+++ TEXT FOR ANALYSIS +++

HUNGARY. Hungary's history from 1450 through 1790 can be divided into three periods. The century from 1450 was the last phase of the independent Hungarian Kingdom, whose major political concern was the Ottoman advance. Hungary lost her long struggle at the battle of Mohács in 1526 and was divided into three parts by the mid-sixteenth century. The second period (1541–1699) is often labeled as the era of the tripartite division of the country. Royal Hungary in the west was under Habsburg rule and Ottoman Hungary in the middle was ruled, at least partly, from Constantinople (Istanbul), whereas the Principality of Transylvania in the east, although an Ottoman satellite state, had considerable autonomy, especially in its domestic affairs. While hostilities and rivalries often divided the Hungarian political elite, with regard to socioeconomic, religious, cultural, and even political developments, the three parts were connected on many levels. The next era can be described as the integration of Hungary into the Habsburg Monarchy that reconquered the country from the Ottomans by the end of the 17th century. This period witnessed a new political compromise between Vienna and the Hungarian estates, as well as visible economic and demographic growth and cultural flourishing.

In the mid-fifteenth century, the Kingdom of Hungary was a regional power in Central Europe. It had an estimated territory of 300,000 square kilometers, a population of 3.1–3.5 million, and annual revenues of 500,000 gold florins under King Matthias (Mátyás) Corvinus of the Hunyadi family (1458–1490). Protected by the natural boundaries of the Carpathian Mountains in the north and in the east, Hungary was bordered by Poland in the north, Bohemia in the northwest, and Habsburg Austria in the west. In the south, the Danube and Sava Rivers—and the southern border defense system built along those rivers—separated the country from the Ottoman Empire.

The Ottoman threat fostered military reforms and centralization in Hungary. Relying on the towns and the lesser nobility, a reformed tax system, a secular bureaucracy, and a mercenary army of thirty thousand strong, King Matthias curtailed the influence of the aristocracy. Although the king strengthened and reorganized the country's southern defenses, vast resources were spent on his wars against Austria and Bohemia in pursuit of a Danubian monarchy, as well as on the king's lavish court and patronage of the arts and sciences.

+++ MATERIAL PROVIDED +++

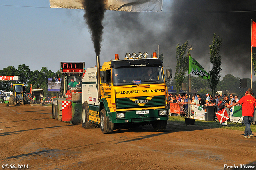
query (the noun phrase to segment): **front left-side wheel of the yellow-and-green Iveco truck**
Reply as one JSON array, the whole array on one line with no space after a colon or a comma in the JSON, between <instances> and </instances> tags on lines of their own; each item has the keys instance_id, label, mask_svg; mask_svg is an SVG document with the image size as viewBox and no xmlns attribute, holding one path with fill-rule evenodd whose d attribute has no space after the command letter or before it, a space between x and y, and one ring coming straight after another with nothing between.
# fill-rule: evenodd
<instances>
[{"instance_id":1,"label":"front left-side wheel of the yellow-and-green Iveco truck","mask_svg":"<svg viewBox=\"0 0 256 170\"><path fill-rule=\"evenodd\" d=\"M104 134L112 133L114 130L114 123L109 121L109 117L106 116L106 110L100 110L100 130Z\"/></svg>"}]
</instances>

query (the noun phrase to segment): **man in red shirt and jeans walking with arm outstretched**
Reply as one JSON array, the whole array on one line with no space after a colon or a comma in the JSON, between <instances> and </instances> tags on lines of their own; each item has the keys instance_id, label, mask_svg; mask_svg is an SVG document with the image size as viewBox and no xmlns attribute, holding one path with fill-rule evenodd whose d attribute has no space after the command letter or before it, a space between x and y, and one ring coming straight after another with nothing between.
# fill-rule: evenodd
<instances>
[{"instance_id":1,"label":"man in red shirt and jeans walking with arm outstretched","mask_svg":"<svg viewBox=\"0 0 256 170\"><path fill-rule=\"evenodd\" d=\"M251 130L251 124L252 124L252 117L254 114L254 108L256 108L256 100L252 95L252 89L248 88L248 94L244 97L242 97L238 102L235 104L230 104L227 106L227 108L231 108L233 106L236 106L238 104L242 104L242 116L244 119L244 137L245 138L252 138L252 130Z\"/></svg>"}]
</instances>

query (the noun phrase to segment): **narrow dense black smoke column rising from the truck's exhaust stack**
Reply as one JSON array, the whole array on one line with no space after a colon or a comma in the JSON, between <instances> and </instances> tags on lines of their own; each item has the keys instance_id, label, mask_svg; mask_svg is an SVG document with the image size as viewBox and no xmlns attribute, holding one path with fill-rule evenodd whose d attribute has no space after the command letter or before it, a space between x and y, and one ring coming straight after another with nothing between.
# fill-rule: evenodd
<instances>
[{"instance_id":1,"label":"narrow dense black smoke column rising from the truck's exhaust stack","mask_svg":"<svg viewBox=\"0 0 256 170\"><path fill-rule=\"evenodd\" d=\"M84 20L90 29L94 51L100 56L100 45L102 42L103 26L102 20L105 12L105 0L83 0L85 10Z\"/></svg>"}]
</instances>

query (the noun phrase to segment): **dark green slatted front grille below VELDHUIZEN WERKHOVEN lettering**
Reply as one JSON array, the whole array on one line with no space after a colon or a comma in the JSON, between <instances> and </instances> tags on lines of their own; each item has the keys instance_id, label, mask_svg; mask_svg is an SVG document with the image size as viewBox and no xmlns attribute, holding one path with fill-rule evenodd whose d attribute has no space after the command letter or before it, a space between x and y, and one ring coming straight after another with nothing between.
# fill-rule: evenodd
<instances>
[{"instance_id":1,"label":"dark green slatted front grille below VELDHUIZEN WERKHOVEN lettering","mask_svg":"<svg viewBox=\"0 0 256 170\"><path fill-rule=\"evenodd\" d=\"M145 100L148 96L136 97L137 100ZM159 107L165 106L165 96L154 96L148 103L139 106L129 98L116 98L116 108L144 108L144 107Z\"/></svg>"}]
</instances>

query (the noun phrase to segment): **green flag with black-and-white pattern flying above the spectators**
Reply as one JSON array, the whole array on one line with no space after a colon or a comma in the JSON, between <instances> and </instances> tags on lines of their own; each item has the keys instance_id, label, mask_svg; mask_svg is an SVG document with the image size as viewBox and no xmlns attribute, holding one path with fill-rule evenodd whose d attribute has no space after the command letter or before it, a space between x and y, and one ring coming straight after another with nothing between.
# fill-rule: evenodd
<instances>
[{"instance_id":1,"label":"green flag with black-and-white pattern flying above the spectators","mask_svg":"<svg viewBox=\"0 0 256 170\"><path fill-rule=\"evenodd\" d=\"M189 56L188 74L200 76L203 79L209 79L209 74L194 58Z\"/></svg>"}]
</instances>

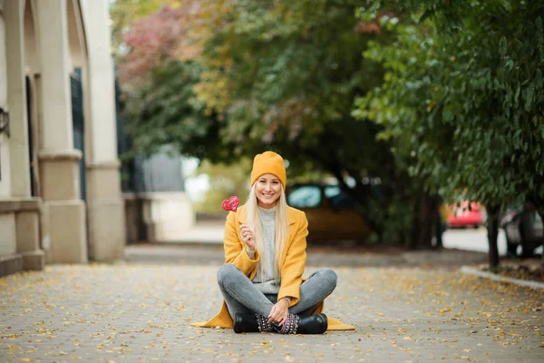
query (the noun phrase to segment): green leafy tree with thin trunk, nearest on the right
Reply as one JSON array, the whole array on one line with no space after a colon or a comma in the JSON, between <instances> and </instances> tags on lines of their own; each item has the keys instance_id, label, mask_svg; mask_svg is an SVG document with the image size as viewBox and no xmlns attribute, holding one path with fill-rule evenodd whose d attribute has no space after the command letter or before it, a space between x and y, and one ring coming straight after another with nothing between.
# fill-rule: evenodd
<instances>
[{"instance_id":1,"label":"green leafy tree with thin trunk, nearest on the right","mask_svg":"<svg viewBox=\"0 0 544 363\"><path fill-rule=\"evenodd\" d=\"M544 5L411 3L403 22L382 17L397 37L364 55L384 65L384 84L355 114L384 126L379 137L430 190L486 205L494 267L500 210L526 198L542 206Z\"/></svg>"}]
</instances>

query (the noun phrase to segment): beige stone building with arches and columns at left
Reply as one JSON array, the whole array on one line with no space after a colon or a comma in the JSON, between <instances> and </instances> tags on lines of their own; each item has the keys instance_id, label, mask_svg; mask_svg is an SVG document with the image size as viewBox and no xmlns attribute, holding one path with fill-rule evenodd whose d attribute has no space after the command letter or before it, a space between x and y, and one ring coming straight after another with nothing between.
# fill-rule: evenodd
<instances>
[{"instance_id":1,"label":"beige stone building with arches and columns at left","mask_svg":"<svg viewBox=\"0 0 544 363\"><path fill-rule=\"evenodd\" d=\"M108 0L0 0L0 276L125 244Z\"/></svg>"}]
</instances>

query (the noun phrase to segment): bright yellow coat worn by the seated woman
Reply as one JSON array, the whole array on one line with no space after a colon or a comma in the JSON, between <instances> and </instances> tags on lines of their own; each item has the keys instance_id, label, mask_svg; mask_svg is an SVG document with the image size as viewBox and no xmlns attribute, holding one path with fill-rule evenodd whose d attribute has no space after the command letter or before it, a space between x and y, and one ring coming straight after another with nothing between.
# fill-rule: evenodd
<instances>
[{"instance_id":1,"label":"bright yellow coat worn by the seated woman","mask_svg":"<svg viewBox=\"0 0 544 363\"><path fill-rule=\"evenodd\" d=\"M287 219L289 221L289 237L281 257L281 285L277 293L277 299L291 297L289 306L295 305L300 298L300 285L302 274L306 265L306 236L308 235L308 221L303 211L287 207ZM244 272L250 280L257 274L257 261L260 256L255 253L255 260L251 260L246 251L246 243L239 237L239 225L247 221L246 206L238 211L230 211L225 224L225 263L232 263ZM322 302L312 315L323 312ZM192 327L199 328L232 328L233 322L228 314L227 304L223 301L221 310L215 318L207 322L195 322ZM344 324L342 321L328 318L328 330L355 330L355 327Z\"/></svg>"}]
</instances>

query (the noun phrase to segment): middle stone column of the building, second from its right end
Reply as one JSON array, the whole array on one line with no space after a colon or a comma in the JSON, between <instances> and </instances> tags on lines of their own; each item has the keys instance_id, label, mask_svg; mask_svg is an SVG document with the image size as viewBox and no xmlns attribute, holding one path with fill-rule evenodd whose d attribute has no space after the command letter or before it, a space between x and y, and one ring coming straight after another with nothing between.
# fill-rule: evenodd
<instances>
[{"instance_id":1,"label":"middle stone column of the building, second from its right end","mask_svg":"<svg viewBox=\"0 0 544 363\"><path fill-rule=\"evenodd\" d=\"M87 261L85 203L79 161L73 147L73 72L67 0L37 1L40 24L40 192L51 240L48 261Z\"/></svg>"}]
</instances>

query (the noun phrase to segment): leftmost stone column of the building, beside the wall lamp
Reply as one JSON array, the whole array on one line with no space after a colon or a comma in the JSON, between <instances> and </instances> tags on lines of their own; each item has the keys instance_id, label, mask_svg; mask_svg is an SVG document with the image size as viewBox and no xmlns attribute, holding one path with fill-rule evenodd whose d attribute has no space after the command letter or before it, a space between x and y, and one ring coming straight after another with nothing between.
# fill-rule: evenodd
<instances>
[{"instance_id":1,"label":"leftmost stone column of the building, beside the wall lamp","mask_svg":"<svg viewBox=\"0 0 544 363\"><path fill-rule=\"evenodd\" d=\"M16 253L21 256L24 270L41 270L44 251L40 249L41 201L31 194L29 164L28 99L25 74L28 49L35 44L25 38L25 14L32 15L30 0L5 2L5 54L7 104L10 113L9 178L11 193L8 202L0 206L3 218L15 221Z\"/></svg>"}]
</instances>

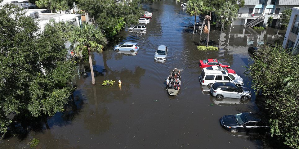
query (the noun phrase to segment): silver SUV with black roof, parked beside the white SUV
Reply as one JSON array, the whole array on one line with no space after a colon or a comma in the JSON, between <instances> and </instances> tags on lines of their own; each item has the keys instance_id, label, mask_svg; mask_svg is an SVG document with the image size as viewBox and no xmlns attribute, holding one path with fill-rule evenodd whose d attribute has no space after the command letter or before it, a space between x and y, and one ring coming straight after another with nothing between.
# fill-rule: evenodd
<instances>
[{"instance_id":1,"label":"silver SUV with black roof, parked beside the white SUV","mask_svg":"<svg viewBox=\"0 0 299 149\"><path fill-rule=\"evenodd\" d=\"M214 83L210 89L210 93L218 100L222 100L223 98L238 98L242 101L247 101L251 98L251 91L249 88L231 82Z\"/></svg>"}]
</instances>

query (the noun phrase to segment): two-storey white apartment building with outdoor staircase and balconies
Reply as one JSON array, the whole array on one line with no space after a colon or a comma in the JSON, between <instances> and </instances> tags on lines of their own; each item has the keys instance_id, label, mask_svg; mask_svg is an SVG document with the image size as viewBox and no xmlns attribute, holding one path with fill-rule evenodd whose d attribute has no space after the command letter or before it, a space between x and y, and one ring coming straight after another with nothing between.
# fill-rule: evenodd
<instances>
[{"instance_id":1,"label":"two-storey white apartment building with outdoor staircase and balconies","mask_svg":"<svg viewBox=\"0 0 299 149\"><path fill-rule=\"evenodd\" d=\"M268 18L272 16L271 27L278 27L282 11L292 7L299 7L299 0L245 0L245 5L239 9L234 24L244 25L244 27L256 25L265 27Z\"/></svg>"}]
</instances>

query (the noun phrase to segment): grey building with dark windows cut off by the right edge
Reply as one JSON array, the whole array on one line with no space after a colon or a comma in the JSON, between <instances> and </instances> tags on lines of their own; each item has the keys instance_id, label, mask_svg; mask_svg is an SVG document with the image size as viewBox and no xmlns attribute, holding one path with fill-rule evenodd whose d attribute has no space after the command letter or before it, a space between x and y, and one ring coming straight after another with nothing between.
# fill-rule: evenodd
<instances>
[{"instance_id":1,"label":"grey building with dark windows cut off by the right edge","mask_svg":"<svg viewBox=\"0 0 299 149\"><path fill-rule=\"evenodd\" d=\"M292 15L286 31L283 47L288 49L292 48L292 54L299 53L299 7L292 8Z\"/></svg>"}]
</instances>

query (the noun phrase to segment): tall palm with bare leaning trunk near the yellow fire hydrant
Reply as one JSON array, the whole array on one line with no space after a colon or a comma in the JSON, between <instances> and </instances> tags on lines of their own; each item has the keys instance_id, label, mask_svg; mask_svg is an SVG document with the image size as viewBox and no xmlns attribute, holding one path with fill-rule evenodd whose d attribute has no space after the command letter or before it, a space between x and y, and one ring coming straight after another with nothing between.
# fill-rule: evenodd
<instances>
[{"instance_id":1,"label":"tall palm with bare leaning trunk near the yellow fire hydrant","mask_svg":"<svg viewBox=\"0 0 299 149\"><path fill-rule=\"evenodd\" d=\"M84 47L87 47L92 84L96 84L91 52L103 52L104 45L108 43L107 39L95 25L83 23L82 28L78 26L74 29L69 41L77 44L74 48L75 53L81 53Z\"/></svg>"}]
</instances>

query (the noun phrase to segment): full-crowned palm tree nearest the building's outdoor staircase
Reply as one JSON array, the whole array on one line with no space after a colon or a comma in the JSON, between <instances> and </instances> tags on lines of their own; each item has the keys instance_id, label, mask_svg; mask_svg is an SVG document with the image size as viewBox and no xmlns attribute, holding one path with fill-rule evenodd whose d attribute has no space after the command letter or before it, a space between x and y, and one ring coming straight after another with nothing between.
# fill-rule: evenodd
<instances>
[{"instance_id":1,"label":"full-crowned palm tree nearest the building's outdoor staircase","mask_svg":"<svg viewBox=\"0 0 299 149\"><path fill-rule=\"evenodd\" d=\"M221 33L222 30L224 29L224 25L231 24L232 21L238 17L238 10L239 7L229 1L221 5L218 11L216 11L217 19L221 23L221 31L220 31L218 48L220 47Z\"/></svg>"}]
</instances>

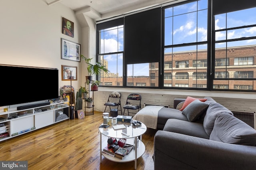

+++

[TASKS TO COMPLETE]
a. Summarize the passage on Hungary's history from 1450 to 1790 in two sentences.
b. According to the text on Hungary's history, what was the estimated population of the Kingdom of Hungary under King Matthias Corvinus?
c. Please write a continuation of the passage on Hungary's history, starting after its final sentence.

[OUTPUTS IN ORDER]
a. Hungary's history from 1450 through 1790 falls into three periods: the last century of the independent kingdom, which lost its struggle against the Ottomans at Mohács in 1526; the era of tripartite division (1541–1699) into Royal Hungary, Ottoman Hungary, and Transylvania; and the country's integration into the Habsburg Monarchy, which brought political compromise, growth, and cultural flourishing. In the mid-fifteenth century, Hungary was a regional power under King Matthias Corvinus, who answered the Ottoman threat with military reforms and centralization but spent vast resources on wars against Austria and Bohemia and on his lavish court.

b. An estimated 3.1–3.5 million.

c.
During the rules of King Matthias's Jagiello successors (1490–1526), the power-hungry nobility strengthened its position vis-à-vis both the crown and the rest of the society. An influential compilation of Hungarian customary law, called the Tripartitum (1514), codified the rights and privileges of the nobility, including the right to resist the king. The book perceived the nobility, whose members supposedly enjoyed equal rights (una et aedem nobilitas), as "the mystical body" of the "holy crown" that is, the sole representatives of the "political nation." Following the rebellion of 1514, the nobility subjected the peasants to "eternal servitude." Although the Tripartitum was never promulgated and the decrees of the Diet of 1514 were often suspended, they provided the nobility with a legal framework until 1848 and were largely responsible for Hungary's unhealthy social structure.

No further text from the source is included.